#### ESTRATTO SCELTO
Pubblicato in: Il giornale di Rodafà

In un suo famoso libro, Tempo della Chiesa, tempo del mercante,  J. Le Goff  individuava la fine della sovrapposizione, o meglio della perfetta coincidenza, fra tempo liturgico e tempo quotidiano che aveva caratterizzato l’Europa continentale – ad esclusione della Russia – per tutta l’epoca medioevale, facendo coincidere questo cambio di prospettiva e di percezione, con l’installazione dei primi orologi e delle prime campane sulle torri civiche delle città.

Questa improvvisa apertura verso un tempo “laico” impiegherà diversi secoli prima di concretizzarsi, specie nelle campagne. Qui, ancora nell’Ottocento, le campane delle chiese non avevano affatto perso il loro ruolo extra-liturgico, strettamente legato al quotidiano. Oltre a scandire ancora la Liturgia delle Ore, indicando Lodi, Ore Medie e Vespri, le campane chiamavano a raccolta gli abitanti in caso di incendio, inondazione e persino rivolte (1).

Allo stesso modo, la tradizione delle Vigiliae (i turni di guardia delle sentinelle sopra le mura), che si sviluppa in ambito cittadino nel Medioevo, ha dato luogo ai tre Notturni, riuniti poi in un’unica celebrazione – il Mattutino.

Esisteva quindi un legame, un interscambio fra vita liturgica e vita quotidiana. L’arte sacra, che pure di liturgia era permeata, impiegò meno tempo a liberarsi dei simboli liturgici veri e propri, anche se le rappresentazioni strettamente liturgiche, specie del sacramento della Comunione, ma anche di altri momenti del culto, si diffusero moltissimo grazie all’arte della stampa popolare, giungendo fino al tardo Ottocento.

Se prendiamo in esame una delle cosiddette natività di notte di Lorenzo Lotto, quella dipinta nel 1523 e conservata alla National Gallery, vi troveremo ancora una molteplicità di simboli sacri (2). Contrariamente ad un affresco, la cui collocazione ideale era all’interno delle chiese (absidi, navate, cappelle votive) o dei palazzi nobiliari, il quadro era quasi esclusivamente riservato al committente e alla sua famiglia.

Ciò che vi era dipinto doveva servire a richiamare l’attenzione del riguardante ai Vangeli, alla vita di Gesù e dei Santi, più raramente all’Antico Testamento, per farne memoria o suscitare in lui pietà e compassione (si pensi ad una Crocifissione o ad un Compianto di Cristo).
########
[COSA CHIEDE L'ESERCIZIO]
(A) Secondo l'estratto su tempo liturgico e arte sacra, in quale anno fu dipinta la natività di notte di Lorenzo Lotto conservata alla National Gallery?
(B) Scrivi, per favore, il seguito dell'estratto su tempo liturgico e arte sacra, cominciando subito dopo la sua ultima frase.
#### RIGHE
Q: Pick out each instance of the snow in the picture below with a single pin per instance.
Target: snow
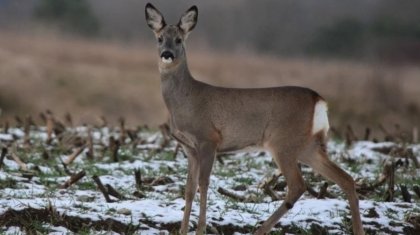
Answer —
(164, 204)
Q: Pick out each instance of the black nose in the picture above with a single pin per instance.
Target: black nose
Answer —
(167, 55)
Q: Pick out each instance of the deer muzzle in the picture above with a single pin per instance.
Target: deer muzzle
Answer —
(167, 57)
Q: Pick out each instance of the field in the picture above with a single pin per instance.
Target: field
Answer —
(89, 78)
(100, 179)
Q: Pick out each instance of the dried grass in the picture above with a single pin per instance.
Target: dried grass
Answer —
(93, 78)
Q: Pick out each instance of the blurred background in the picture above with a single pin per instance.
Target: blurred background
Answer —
(97, 57)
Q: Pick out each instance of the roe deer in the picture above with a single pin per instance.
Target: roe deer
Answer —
(290, 123)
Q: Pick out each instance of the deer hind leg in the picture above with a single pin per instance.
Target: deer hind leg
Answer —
(207, 153)
(320, 163)
(295, 188)
(191, 186)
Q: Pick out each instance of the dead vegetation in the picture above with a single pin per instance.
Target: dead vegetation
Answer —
(93, 78)
(81, 146)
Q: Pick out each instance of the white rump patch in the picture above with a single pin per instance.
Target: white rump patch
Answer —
(167, 61)
(320, 120)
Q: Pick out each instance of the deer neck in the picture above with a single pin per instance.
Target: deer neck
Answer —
(177, 84)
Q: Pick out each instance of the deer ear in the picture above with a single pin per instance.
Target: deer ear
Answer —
(154, 18)
(188, 20)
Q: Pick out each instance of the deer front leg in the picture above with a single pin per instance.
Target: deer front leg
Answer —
(191, 186)
(207, 154)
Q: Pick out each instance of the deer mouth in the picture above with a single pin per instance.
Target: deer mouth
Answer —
(167, 57)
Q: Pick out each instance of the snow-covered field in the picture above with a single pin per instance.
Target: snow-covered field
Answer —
(32, 200)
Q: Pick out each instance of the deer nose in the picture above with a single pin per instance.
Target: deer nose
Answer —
(167, 55)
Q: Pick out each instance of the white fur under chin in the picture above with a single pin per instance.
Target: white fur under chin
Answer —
(167, 61)
(320, 120)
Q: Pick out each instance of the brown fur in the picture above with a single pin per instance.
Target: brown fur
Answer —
(209, 119)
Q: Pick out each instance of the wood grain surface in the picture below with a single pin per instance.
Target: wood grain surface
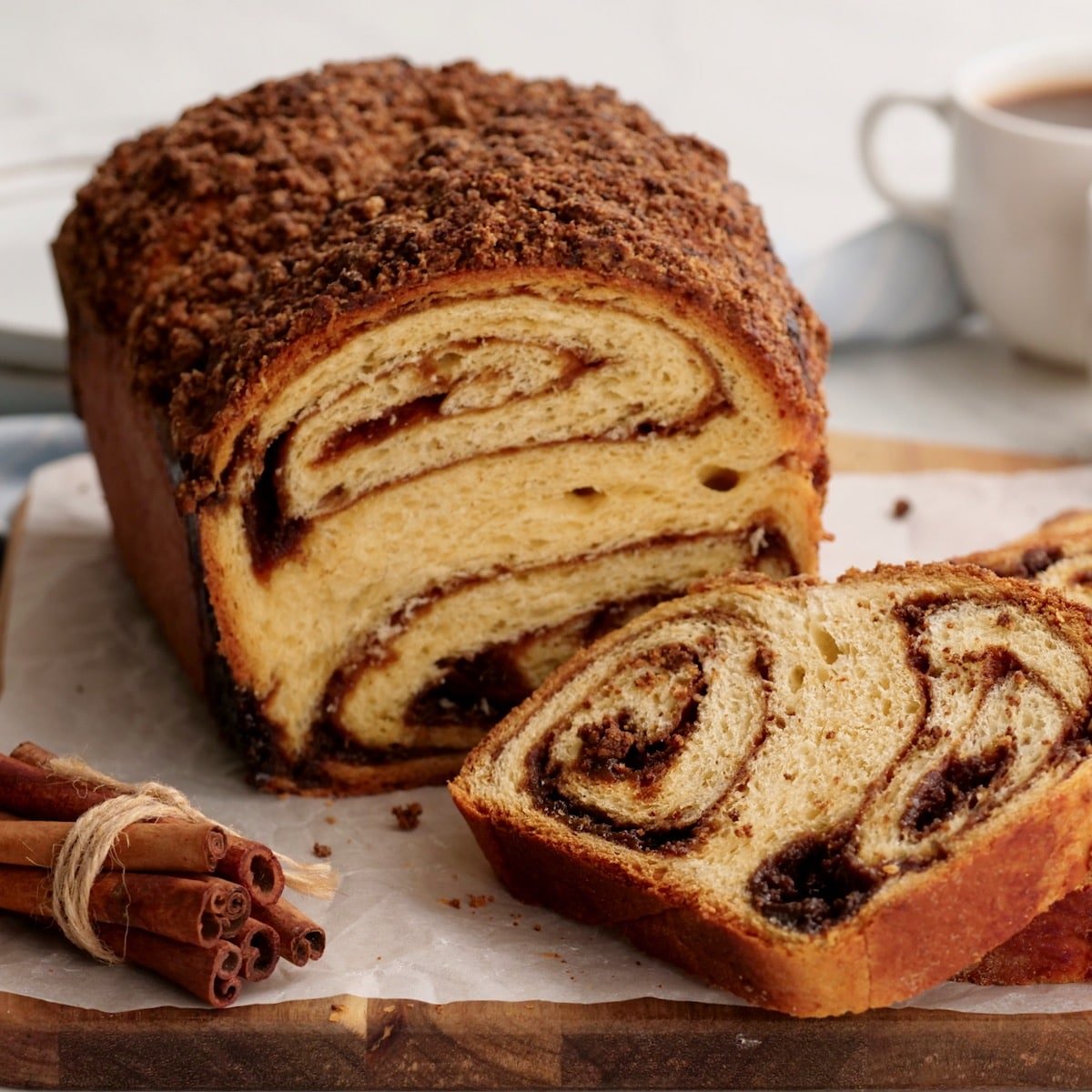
########
[RISPOSTE PER COMPITO]
(A) Nel 1523.

(B)
Diverso il caso dei richiami all’antichità classica, alla mitologia, al paganesimo antico – tanto per usare un’espressione cara ad Aby Warburg – presenti in tanta pittura del Rinascimento. Un insieme di figure, segni e simboli che metteva in gioco la cultura stessa del committente e dei riguardanti.  Attraverso l’astrologia e la mitologia, richiamava poi un sistema di fedi, leggende e credenze rituali, in cui l’Oriente si fondeva con l’Occidente, mai del tutto abbandonato (3).

Torniamo alla funzione liturgica dell’arte sacra. Come si può intuire da quanto affermato, per collocazione e sistema iconico, essa costituiva anche un elemento o un’estensione dello stesso rito liturgico, a seconda che l’affresco o la tela si trovassero nella chiesa o nell’abitazione. L’introduzione della figura del committente nell’affresco e poi nel dipinto, inizia lentamente a disgregare questa funzione, ponendo l’accento sull’individuo: un elemento “laico” che acquisterà sempre più importanza.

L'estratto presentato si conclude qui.